Please keep to the lines below from the one with "Query: shrub" through the one with "Reviewer note: every instance of the arched", and restate them word for word, ends included.

[Dataset records]
[Start of section]
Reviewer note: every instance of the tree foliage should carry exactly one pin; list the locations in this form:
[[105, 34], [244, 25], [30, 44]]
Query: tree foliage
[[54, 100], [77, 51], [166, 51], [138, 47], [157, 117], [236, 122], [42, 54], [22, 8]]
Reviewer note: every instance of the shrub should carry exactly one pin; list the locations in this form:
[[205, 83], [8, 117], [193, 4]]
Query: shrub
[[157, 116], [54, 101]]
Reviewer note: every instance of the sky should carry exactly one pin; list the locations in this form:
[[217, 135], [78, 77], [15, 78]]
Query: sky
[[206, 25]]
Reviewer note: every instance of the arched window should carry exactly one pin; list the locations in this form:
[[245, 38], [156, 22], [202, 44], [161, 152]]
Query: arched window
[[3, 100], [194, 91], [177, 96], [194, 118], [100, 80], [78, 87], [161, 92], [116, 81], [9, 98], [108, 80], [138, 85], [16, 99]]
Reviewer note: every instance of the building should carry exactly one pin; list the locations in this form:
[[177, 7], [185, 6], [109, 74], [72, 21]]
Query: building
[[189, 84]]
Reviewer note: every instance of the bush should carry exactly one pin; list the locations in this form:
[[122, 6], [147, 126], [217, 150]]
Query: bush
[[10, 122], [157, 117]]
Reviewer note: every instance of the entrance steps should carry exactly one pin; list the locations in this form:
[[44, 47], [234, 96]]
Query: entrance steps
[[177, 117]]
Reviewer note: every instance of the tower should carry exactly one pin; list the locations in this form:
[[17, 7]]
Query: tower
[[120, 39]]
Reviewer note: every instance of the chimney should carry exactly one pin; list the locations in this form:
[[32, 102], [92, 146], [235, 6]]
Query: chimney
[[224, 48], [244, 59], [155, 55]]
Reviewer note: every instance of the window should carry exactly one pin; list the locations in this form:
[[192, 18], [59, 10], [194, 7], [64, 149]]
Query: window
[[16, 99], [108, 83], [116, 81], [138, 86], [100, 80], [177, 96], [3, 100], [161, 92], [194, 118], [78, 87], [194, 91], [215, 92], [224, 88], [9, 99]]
[End of section]
[Start of section]
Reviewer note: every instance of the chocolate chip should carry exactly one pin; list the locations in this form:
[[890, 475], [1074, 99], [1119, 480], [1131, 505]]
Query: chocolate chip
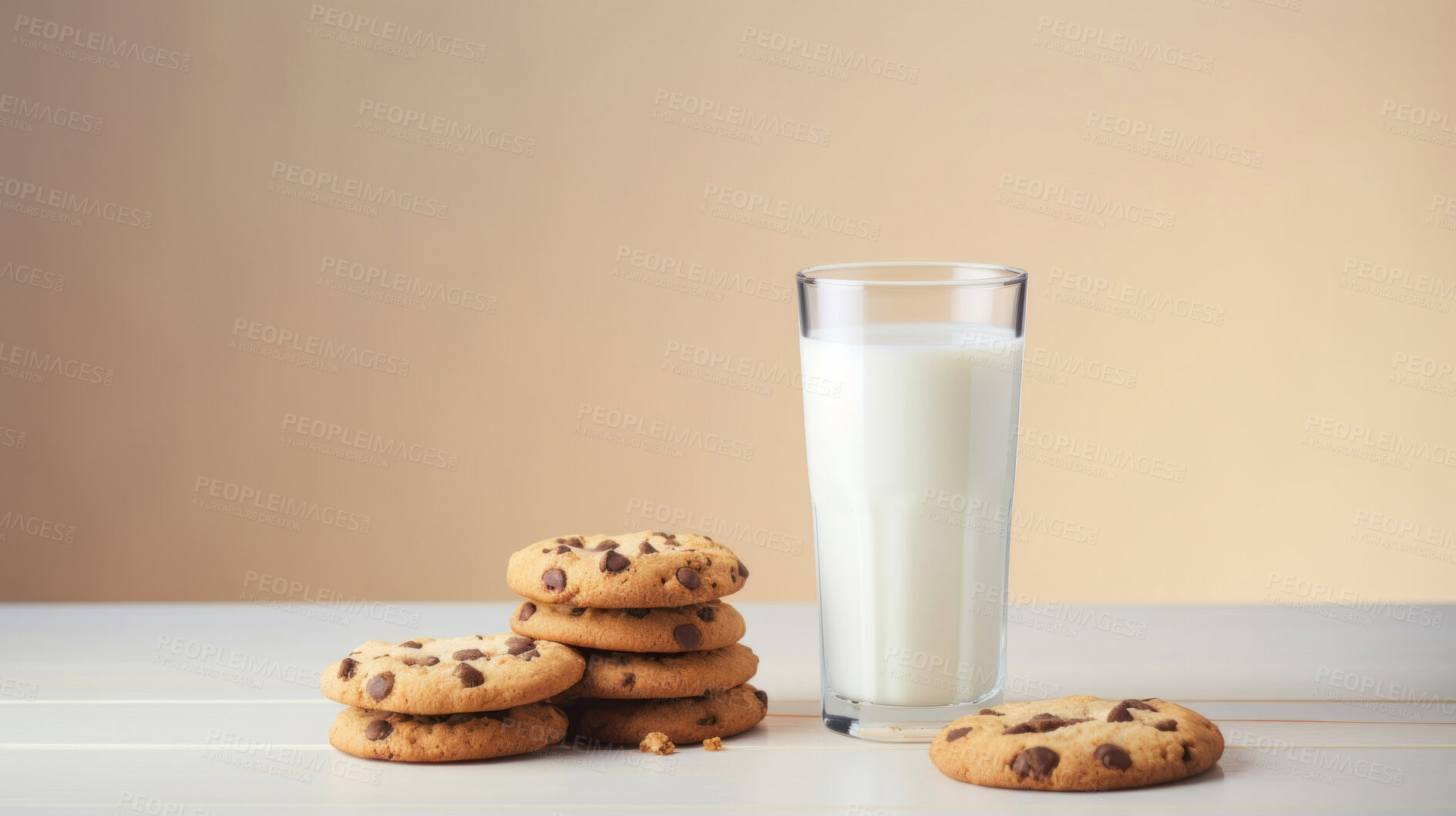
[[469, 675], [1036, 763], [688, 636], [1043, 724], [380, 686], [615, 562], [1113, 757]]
[End of section]
[Output for this task]
Query: shrub
[[157, 116], [54, 101]]
Reviewer note: every instance of the sky should carry exactly one pin; list the locations in this form:
[[217, 135], [78, 77], [15, 78]]
Query: sky
[[206, 25]]
Reviewer note: every instance of the arched window should carry exactly one pin; list the locations in this form:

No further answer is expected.